** Opening Exercise passage block **
His father, Giachem Bunom Stoppany (1800–1867), had relocated to Berlin in Prussia. There, in partnership with another Graubünden expatriate, Johann Stehely from Silvaplana, he ran the Café Stehely near the city's Gendarmenmarkt (square), where it was fashionable for German poets to assemble. In Berlin, Giachem Stoppany linked up with Carolina Josty (1805–1876), whom he married in 1833. She had a part share in the Café Josty, which at that time was located in the street "An der Stechbahn" near the City Palace, and which became another favourite meeting place for Germany's nineteenth century literary elite. Florian's two elder sisters, Ursina Henriette and Carolina, were born respectively in 1835 and 1837.

After he retired, Giachem Bunom Stoppany returned to Pontresina with his wife and elder daughter, Ursina Henriette in 1862/63. The younger daughter, Carolina, married a French language teacher called Adolphe Goulbier with whom she settled in Berlin. Florian, once he had completed his schooling, worked in a succession of Bakery and confectionery businesses run by Graubünden expatriates in various European cities.
** Closing Exercise passage block **
### Brief
Write the next part of the passage on the Stoppany family, picking up after its final sentence. None of the items are needed here.
** Opening Recorded data block **
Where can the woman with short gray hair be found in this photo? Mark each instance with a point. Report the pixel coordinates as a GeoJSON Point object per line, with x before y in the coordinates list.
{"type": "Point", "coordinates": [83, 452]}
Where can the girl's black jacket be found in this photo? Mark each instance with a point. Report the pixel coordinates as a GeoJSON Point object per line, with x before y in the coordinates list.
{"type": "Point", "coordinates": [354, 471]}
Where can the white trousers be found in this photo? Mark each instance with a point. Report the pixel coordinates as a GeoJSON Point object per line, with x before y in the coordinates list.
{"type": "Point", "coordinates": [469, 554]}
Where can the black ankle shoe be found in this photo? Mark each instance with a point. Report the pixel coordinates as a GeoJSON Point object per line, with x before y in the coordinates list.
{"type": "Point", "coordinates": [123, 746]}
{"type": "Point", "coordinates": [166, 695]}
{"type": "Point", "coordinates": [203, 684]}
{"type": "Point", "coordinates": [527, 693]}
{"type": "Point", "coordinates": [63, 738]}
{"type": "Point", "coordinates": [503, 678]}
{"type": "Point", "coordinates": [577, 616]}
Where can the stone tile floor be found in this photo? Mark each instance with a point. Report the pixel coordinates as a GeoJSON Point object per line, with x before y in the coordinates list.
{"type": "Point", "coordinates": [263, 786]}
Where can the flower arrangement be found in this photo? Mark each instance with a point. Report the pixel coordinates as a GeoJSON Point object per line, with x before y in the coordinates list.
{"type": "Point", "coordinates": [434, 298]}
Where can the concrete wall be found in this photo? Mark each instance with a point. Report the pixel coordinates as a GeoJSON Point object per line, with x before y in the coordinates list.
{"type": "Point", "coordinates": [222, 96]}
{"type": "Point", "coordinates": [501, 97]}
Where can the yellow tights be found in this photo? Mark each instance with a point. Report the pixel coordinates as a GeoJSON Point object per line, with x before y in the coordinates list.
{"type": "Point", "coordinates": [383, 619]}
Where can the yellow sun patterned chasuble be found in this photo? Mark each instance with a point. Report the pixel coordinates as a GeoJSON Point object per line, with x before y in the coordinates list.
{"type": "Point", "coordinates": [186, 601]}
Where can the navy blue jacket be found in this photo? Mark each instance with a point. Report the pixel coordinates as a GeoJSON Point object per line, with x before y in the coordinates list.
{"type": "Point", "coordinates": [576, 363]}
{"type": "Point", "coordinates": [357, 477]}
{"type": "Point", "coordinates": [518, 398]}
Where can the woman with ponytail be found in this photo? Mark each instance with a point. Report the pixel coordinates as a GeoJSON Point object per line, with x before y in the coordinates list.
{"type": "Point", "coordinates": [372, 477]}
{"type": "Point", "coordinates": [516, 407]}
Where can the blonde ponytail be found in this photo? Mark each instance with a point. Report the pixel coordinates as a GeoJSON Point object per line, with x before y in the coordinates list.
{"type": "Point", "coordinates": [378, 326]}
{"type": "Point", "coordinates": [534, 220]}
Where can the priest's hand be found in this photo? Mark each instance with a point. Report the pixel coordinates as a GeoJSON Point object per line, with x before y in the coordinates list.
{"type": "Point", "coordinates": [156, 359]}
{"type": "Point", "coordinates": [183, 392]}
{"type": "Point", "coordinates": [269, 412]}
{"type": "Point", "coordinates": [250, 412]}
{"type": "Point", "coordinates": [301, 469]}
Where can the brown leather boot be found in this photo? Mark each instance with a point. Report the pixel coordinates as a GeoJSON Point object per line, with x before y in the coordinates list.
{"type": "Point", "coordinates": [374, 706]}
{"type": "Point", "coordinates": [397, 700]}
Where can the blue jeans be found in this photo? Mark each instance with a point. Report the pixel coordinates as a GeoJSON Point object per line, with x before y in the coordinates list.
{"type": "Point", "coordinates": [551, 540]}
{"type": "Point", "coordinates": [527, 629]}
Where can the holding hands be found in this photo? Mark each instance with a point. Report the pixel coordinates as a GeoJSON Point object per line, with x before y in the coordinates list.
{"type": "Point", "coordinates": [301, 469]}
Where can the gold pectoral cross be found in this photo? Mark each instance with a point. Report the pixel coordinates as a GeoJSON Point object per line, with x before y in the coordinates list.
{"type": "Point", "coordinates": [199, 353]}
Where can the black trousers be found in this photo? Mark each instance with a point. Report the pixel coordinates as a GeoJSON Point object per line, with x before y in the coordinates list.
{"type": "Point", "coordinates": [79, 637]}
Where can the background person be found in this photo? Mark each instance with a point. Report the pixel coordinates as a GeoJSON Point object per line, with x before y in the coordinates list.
** Closing Recorded data block **
### Written reply
In the early 1870s Florian Stoppany returned to Pontresina, hoping to apply the commercial knowledge he had acquired to the tourism business which was by this time expanding rapidly, supported by the railway boom and a surge in middle class incomes, notably in Great Britain and Germany. Florian Stoppany's cousin, Florian Zambail, had opened the Hotel Roseg in Pontresina in 1870. Stoppany became co-owner of this hotel, of which he would remain a director for many years. Their two families were already closely connected: Florian's aunt, Chiatarina Stoppany, had married Barnard Zambail in 1813, as a result of which the two Florians were first cousins. Family connections were reinforced in 1867 when Florian's elder sister, Ursina Henriette Stoppany, married another cousin, Barnard Zambail junior, who was Florian Zambail's brother. It was also in 1867 that the closeness of the two families was confirmed, following the death of Florian Stoppany's father, when their family home, the "Chesa Stuppaun", was sold to the Zambail family.

In 1871 Florian Stoppany married Betty Stiffler whose family ran the Hotel Steinbock and the Maison Stiffler, a restaurant with 25 guest beds. The Stifflers were part of the network of hoteliers exploiting the tourism boom in Pontrsina. The marriage produced six recorded children.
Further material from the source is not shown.